TASK TO CARRY OUT> Every line that contains "distant" must be located and copied from the data.

Stored data entries
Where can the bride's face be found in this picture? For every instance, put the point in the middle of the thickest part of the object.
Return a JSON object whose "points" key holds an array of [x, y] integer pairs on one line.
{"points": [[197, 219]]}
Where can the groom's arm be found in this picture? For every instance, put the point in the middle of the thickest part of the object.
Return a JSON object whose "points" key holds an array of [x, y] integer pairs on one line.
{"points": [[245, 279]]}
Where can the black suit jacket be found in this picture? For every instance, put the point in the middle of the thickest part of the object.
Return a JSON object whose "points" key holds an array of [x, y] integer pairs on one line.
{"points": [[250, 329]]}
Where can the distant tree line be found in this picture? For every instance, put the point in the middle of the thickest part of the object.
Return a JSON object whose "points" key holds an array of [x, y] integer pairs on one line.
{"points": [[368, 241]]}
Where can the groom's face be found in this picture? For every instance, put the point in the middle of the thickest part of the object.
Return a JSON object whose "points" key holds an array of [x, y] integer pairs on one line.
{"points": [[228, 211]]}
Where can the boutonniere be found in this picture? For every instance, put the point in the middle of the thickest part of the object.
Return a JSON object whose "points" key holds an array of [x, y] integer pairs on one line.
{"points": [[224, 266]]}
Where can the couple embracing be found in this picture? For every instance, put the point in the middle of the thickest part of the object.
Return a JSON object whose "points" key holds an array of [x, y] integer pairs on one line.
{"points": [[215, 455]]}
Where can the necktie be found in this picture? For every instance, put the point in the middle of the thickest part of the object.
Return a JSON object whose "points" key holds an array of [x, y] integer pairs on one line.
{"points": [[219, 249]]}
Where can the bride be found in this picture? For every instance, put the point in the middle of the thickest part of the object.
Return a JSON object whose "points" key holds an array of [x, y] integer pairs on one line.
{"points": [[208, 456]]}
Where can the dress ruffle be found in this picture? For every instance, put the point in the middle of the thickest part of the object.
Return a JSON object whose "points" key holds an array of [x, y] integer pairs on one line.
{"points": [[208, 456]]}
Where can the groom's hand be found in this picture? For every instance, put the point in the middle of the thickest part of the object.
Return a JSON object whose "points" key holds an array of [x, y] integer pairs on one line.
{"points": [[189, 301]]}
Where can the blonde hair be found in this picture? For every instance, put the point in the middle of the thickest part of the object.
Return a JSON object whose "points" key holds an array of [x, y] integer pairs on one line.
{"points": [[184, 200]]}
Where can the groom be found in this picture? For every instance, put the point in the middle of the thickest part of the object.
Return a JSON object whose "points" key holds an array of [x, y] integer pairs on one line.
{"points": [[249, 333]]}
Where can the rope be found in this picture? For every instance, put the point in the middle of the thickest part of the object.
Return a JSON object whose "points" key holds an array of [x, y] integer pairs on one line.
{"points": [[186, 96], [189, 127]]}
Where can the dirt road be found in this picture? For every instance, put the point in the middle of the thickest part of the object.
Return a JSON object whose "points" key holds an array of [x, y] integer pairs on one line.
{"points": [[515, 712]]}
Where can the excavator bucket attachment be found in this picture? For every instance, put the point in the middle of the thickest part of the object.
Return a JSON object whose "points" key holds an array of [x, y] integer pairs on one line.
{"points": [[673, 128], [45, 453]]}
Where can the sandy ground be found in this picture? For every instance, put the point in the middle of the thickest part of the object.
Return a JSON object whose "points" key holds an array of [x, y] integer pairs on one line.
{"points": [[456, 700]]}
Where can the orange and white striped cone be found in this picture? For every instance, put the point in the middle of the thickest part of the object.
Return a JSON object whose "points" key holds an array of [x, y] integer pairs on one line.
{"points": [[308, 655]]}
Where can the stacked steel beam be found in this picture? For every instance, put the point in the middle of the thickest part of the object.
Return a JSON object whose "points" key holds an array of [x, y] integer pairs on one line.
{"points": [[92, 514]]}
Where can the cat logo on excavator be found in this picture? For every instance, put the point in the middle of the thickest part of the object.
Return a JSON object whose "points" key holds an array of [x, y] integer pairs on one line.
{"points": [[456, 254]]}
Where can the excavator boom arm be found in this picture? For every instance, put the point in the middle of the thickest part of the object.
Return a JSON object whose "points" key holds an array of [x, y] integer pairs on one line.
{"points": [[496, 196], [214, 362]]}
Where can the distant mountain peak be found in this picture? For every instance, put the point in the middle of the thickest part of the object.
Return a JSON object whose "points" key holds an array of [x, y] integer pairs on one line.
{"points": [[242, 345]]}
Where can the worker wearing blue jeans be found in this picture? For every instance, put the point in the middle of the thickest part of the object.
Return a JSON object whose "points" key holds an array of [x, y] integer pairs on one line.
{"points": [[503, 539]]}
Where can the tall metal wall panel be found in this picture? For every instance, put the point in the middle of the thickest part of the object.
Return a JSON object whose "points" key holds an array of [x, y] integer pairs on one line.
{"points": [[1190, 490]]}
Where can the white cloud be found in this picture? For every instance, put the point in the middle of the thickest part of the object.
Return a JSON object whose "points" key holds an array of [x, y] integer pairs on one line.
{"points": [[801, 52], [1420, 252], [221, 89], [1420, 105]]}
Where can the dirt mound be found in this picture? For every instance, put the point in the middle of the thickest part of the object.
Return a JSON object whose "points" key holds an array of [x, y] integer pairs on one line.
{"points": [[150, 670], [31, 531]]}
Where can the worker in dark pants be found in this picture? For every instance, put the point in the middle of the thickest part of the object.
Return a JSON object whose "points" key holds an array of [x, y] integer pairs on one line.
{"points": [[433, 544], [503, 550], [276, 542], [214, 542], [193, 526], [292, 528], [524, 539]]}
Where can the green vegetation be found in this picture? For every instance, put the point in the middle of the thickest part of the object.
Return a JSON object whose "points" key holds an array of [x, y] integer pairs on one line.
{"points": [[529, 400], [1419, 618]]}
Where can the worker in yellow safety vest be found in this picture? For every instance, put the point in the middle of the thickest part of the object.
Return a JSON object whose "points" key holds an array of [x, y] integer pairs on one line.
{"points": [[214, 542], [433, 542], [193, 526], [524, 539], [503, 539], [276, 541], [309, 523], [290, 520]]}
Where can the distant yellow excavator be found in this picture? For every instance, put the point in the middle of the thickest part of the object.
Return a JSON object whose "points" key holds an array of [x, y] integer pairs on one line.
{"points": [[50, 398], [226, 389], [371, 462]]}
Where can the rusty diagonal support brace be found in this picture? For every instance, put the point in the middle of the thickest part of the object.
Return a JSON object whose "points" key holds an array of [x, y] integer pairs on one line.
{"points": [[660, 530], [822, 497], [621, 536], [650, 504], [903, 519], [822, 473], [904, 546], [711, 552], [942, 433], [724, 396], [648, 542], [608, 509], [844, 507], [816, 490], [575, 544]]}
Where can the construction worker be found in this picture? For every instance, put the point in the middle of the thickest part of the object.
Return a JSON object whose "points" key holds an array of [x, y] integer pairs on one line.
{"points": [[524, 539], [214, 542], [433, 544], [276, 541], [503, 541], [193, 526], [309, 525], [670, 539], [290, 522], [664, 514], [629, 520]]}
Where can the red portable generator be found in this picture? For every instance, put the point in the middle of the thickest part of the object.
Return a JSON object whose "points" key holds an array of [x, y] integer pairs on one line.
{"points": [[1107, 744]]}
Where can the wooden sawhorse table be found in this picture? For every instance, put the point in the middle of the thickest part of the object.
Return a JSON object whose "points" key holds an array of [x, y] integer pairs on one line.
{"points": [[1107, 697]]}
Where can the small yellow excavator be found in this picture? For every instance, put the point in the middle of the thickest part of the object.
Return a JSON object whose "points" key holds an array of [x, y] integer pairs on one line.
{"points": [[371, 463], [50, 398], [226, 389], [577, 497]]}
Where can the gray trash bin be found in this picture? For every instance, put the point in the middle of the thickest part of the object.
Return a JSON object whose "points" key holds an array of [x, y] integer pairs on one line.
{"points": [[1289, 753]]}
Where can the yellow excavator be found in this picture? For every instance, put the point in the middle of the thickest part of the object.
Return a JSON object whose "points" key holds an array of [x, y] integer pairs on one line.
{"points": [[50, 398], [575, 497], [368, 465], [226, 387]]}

---

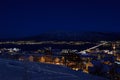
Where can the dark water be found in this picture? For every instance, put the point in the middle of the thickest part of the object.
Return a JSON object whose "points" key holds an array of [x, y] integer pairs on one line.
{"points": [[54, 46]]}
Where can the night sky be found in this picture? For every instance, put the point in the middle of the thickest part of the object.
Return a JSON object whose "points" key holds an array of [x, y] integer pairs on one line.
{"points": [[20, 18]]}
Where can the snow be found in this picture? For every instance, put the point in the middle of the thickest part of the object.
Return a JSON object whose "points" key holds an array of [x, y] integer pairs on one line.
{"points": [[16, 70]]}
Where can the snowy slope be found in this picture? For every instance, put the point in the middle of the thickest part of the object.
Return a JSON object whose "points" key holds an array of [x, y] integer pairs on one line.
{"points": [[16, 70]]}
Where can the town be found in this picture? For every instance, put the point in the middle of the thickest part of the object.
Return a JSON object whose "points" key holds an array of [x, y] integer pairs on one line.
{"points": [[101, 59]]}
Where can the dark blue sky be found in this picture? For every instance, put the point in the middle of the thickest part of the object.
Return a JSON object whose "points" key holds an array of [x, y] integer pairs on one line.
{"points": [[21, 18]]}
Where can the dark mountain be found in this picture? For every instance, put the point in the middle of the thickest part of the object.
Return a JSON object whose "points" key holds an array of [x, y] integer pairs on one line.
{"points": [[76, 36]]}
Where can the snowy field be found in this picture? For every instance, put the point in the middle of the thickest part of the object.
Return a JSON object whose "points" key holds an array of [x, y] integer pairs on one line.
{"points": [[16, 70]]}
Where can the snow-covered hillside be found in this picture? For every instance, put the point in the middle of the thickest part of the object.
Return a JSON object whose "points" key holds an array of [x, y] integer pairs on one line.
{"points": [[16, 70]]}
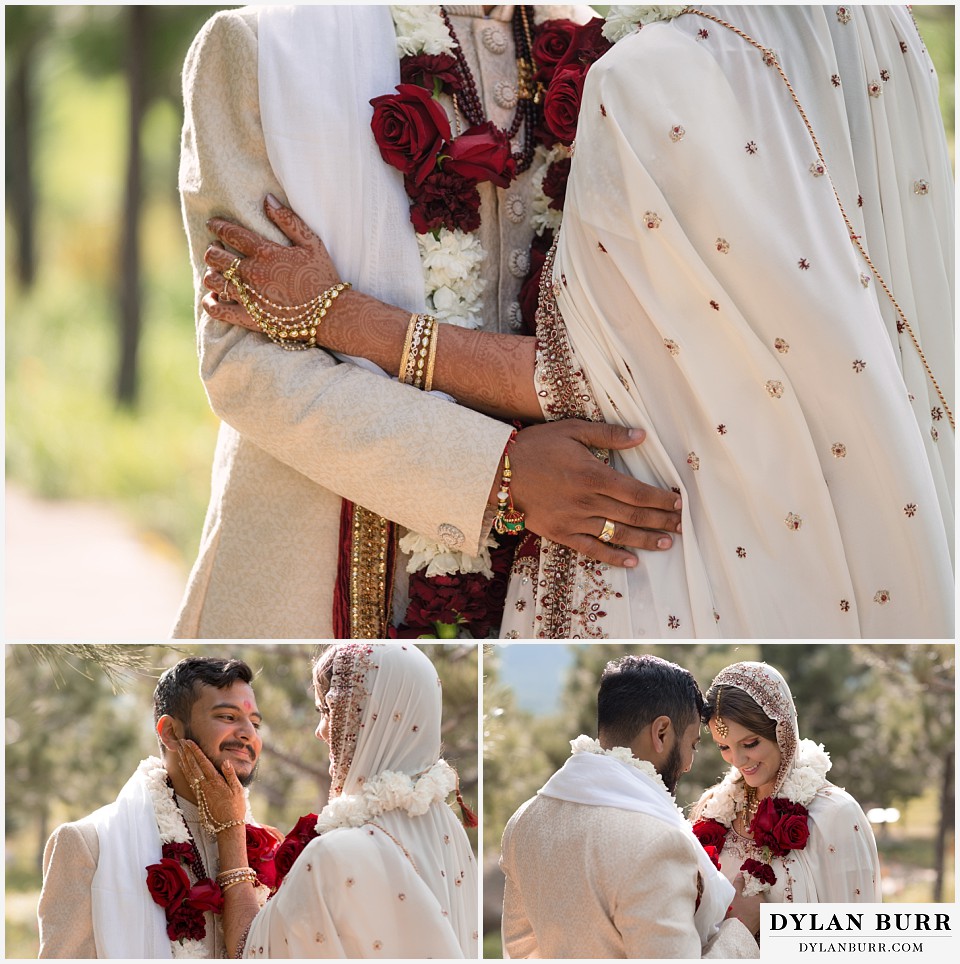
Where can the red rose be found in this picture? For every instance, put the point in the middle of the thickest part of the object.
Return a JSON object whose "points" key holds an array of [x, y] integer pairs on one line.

THE ANSWER>
Where can the distant tree line be found in this picture? For every instance, put the point in the middle of the thickest part of the object.
Where can the distant mountain peak be found in this picture? For every instance, put the point in the middle of the thickest part of the object.
Where can the distant yellow excavator be found in this picture? For every instance, put the point in the middle of the thickest part of the object.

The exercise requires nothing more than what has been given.